Region pointing data:
+--
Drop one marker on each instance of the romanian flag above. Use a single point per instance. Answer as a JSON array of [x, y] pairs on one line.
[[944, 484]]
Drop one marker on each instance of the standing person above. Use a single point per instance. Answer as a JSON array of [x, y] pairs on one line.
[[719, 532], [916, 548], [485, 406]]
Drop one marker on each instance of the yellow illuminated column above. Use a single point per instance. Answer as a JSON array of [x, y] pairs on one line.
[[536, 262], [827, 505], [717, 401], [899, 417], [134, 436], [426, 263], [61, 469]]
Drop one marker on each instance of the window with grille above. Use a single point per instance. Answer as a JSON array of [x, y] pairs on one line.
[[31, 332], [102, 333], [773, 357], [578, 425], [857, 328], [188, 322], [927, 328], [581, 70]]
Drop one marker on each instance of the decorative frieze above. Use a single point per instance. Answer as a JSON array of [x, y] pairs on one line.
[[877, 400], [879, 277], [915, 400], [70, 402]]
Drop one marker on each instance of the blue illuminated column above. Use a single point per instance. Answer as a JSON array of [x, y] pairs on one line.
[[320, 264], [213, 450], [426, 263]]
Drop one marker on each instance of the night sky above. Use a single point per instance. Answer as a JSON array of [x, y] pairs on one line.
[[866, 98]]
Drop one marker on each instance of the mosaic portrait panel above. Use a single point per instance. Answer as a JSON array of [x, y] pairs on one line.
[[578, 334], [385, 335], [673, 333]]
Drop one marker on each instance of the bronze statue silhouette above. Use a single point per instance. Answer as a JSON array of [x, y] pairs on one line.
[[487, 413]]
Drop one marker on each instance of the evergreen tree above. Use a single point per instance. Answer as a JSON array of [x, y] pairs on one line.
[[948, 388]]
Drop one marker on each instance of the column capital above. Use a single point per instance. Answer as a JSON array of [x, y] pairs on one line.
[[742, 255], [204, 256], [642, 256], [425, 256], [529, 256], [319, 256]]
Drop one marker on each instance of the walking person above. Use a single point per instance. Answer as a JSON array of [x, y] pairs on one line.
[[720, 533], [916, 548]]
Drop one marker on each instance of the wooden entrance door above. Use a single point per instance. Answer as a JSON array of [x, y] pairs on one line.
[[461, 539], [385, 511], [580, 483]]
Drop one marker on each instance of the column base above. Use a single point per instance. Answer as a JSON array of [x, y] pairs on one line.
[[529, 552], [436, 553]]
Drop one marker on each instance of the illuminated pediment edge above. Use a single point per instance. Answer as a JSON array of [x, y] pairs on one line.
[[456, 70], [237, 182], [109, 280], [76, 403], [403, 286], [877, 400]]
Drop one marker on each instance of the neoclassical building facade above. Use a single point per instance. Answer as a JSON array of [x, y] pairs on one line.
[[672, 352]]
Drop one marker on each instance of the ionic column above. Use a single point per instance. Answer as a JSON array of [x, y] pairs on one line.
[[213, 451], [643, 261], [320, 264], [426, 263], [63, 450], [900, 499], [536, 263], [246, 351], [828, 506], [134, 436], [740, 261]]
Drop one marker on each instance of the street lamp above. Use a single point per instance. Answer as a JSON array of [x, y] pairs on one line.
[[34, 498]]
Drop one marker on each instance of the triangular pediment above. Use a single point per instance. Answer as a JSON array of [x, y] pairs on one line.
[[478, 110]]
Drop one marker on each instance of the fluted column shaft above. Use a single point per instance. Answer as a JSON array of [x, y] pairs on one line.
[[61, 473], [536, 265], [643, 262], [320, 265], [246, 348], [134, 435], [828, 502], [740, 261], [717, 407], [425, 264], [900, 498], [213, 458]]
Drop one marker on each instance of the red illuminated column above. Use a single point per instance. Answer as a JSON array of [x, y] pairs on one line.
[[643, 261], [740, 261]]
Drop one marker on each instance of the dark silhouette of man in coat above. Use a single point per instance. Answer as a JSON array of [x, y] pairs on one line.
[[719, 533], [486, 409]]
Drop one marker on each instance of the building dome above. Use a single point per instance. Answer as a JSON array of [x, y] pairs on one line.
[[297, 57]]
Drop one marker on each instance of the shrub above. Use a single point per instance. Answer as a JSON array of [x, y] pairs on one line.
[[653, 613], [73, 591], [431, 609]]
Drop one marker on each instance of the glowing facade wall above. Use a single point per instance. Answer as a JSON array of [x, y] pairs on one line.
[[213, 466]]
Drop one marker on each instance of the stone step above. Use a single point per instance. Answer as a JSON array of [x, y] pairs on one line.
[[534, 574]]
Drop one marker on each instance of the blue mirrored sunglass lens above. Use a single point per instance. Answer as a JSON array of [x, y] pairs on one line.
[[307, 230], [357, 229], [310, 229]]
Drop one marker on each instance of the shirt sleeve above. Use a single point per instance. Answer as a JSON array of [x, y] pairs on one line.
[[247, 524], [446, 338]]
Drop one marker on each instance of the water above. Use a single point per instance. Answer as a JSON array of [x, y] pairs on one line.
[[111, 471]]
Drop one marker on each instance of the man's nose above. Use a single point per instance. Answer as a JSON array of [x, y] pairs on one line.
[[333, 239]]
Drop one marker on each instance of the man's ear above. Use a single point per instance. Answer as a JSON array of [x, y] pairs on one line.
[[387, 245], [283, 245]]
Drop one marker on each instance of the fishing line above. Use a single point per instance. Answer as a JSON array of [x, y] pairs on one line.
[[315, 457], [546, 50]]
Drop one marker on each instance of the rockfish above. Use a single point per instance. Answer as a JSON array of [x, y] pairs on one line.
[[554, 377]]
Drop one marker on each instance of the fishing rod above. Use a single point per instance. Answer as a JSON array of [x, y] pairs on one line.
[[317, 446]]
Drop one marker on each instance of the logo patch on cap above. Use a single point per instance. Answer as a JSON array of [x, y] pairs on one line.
+--
PROBLEM DETAILS: Copy the entries above exactly, so that each line matches the original.

SOLVED PROBLEM:
Drop one marker on each instance of the romanian flag above. Use a single point per instance. Answer as a JSON array of [x, y] pairs on one line.
[[944, 484]]
Drop one marker on each instance of the standing person above. Use a single point per instance. Answer as a JSON array of [x, y] pairs on one line.
[[719, 532], [916, 548], [485, 406]]
Drop one marker on each instance of the yellow illuminated column above. Use a single point per instance. Answer as a JSON array of [x, y] pairs on one line.
[[536, 262], [827, 505], [717, 401], [899, 417], [134, 436], [426, 263], [61, 469]]
Drop one marker on each instance of the window with grille above. Use a single point per instance. Answer as a JSON array of [x, y] pairs on one line.
[[31, 332], [102, 333], [773, 357], [578, 425], [857, 328], [188, 322], [927, 328], [581, 70]]
Drop one marker on each instance of the decorative frieze above. Use a single point per instance. Answer as a JSON array of [x, y] pairs on one line.
[[877, 400], [879, 277], [915, 400], [70, 402]]
Drop one marker on each instance of the blue illuminated column above. Use a single point per instance. Answer as a JSON array of [x, y] pairs on one line.
[[320, 264], [213, 450], [426, 263]]
Drop one marker on each instance of the night sky above. Use a single point per instance. Answer as a JSON array of [x, y] pairs on one line.
[[866, 98]]
Drop one marker on each instance of the mosaic portrait panel above. Use a single point per instance. Answer as a JSON array of [x, y] pairs on one line.
[[578, 334], [385, 335], [673, 333]]
Drop one marker on each instance of the bronze statue silhouette above. Use a single point per instance. Answer as a JSON array of [x, y] pairs on one line.
[[487, 413]]
Drop one marker on each instance of the evergreen tree above. Use a single point per instance. Answer as a JSON array of [x, y] pairs on one line.
[[948, 388]]
Drop one marker on each instance of the column capital above. Use a single point per instance. Answer as a JSON array of [x, y] pairs on one line.
[[742, 255], [204, 256], [642, 256], [425, 256], [529, 256], [319, 256]]
Drop one marker on each instance of the walking person above. Use a single point per instance. Answer as a JSON array of [x, y] pairs on one line.
[[720, 533], [916, 548]]
Drop one marker on each instance of the wooden entrance door above. Use a single point per instance. Answer as a JSON array of [x, y] pairs on one line.
[[461, 539], [385, 511], [580, 483]]
Drop one marker on each instance of the column base above. Use a single point per instance. Answer as a JSON array of [x, y] pairs on one line.
[[529, 552], [436, 553]]
Drop one marker on each instance of the illuminated pediment edge above. Use a single point per instance. Answer as a JSON array of [x, y] pairs on one line.
[[456, 70], [237, 182], [109, 280], [76, 403], [403, 286], [877, 400]]
Drop one marker on each instance of the neoclassical building facade above. Use a single point per instance. Answer as a JSON array of [x, y] pairs on one line.
[[672, 352]]
Drop one marker on each instance of the ionic column above. Use a single point per instance. Answer as a JSON array of [x, y] pairs on one line.
[[213, 451], [643, 261], [320, 264], [426, 263], [63, 450], [900, 499], [536, 263], [246, 351], [828, 506], [134, 436], [740, 261]]
Drop one marker on each instance of the street lamp above. Use a single point per instance. Answer as a JSON array of [x, y] pairs on one line.
[[34, 498]]
Drop one marker on each instance of the triangular pediment above. Use a single point per instance. Answer as a JSON array of [x, y] pairs on one line.
[[478, 110]]
Drop one marker on each instance of the fluted column shaft above. Use a single point per instance. Answer as a JSON array of [x, y] pairs on one line.
[[61, 473], [536, 265], [643, 262], [320, 265], [246, 348], [134, 435], [828, 502], [740, 261], [717, 407], [425, 264], [900, 498], [213, 458]]
Drop one marker on each instance of the red illuminated column above. Use a single point per instance. Answer as a JSON array of [x, y] pairs on one line.
[[643, 261], [740, 261]]
Drop one marker on each instance of the dark silhouette of man in coat above. Use a single point per instance. Answer as a JSON array of [x, y] pairs on one line.
[[719, 533], [486, 409]]
Drop one marker on each instance of the building dome above. Use a single point per instance. Answer as a JSON array of [x, y] pairs on one line.
[[297, 57]]
Drop one marker on each instance of the shrub above. Use a single point per instance. Answer as a JSON array of [x, y] pairs on one line.
[[653, 613], [73, 591], [431, 609]]
Drop one marker on each instance of the glowing facade wall above. Use a single point per instance. Answer as a JSON array of [x, y] pairs on one line.
[[213, 466]]
Drop one marker on each instance of the stone step above. Use a single point per instance. Answer as a JSON array of [x, y] pairs on one line.
[[534, 574]]
Drop one marker on each instance of the blue mirrored sunglass lens above. Use a single point per instance. Answer as a JSON array of [x, y] pairs on one line.
[[307, 230], [357, 229], [310, 229]]
Drop one marker on each instance of the shirt sleeve above. Use a single point per instance. Answer as a JSON array of [x, y] pairs on one line.
[[247, 524], [446, 338]]
Drop one marker on each instance of the water above. Use a single point per instance. Answer as a JSON array of [x, y] pairs on one line.
[[111, 471]]
Drop one marker on each instance of the man's nose above. Use a single point per instance. Answer as a JSON array of [x, y] pairs on one line.
[[333, 239]]
Drop one marker on each instance of the man's ear above. Use a single point per instance. Answer as a JSON array of [x, y] pairs on one line.
[[387, 245], [283, 245]]
Drop one marker on each instance of the fishing line above. Use a single point per instance. Answer as a JSON array of [x, y] pairs on one line.
[[315, 457], [546, 50]]
Drop one marker on each instance of the rockfish above. Use a single point per instance. Answer as a JSON array of [x, y] pairs on one line.
[[554, 377]]
Drop one marker on each instance of the fishing rod above. Use a single point per instance. Answer as a JSON array of [x, y] pairs on one line.
[[317, 446]]
Drop one marker on each instance of the logo patch on cap above. Use a single point per instance. Answer as a JSON array of [x, y] pairs on one line.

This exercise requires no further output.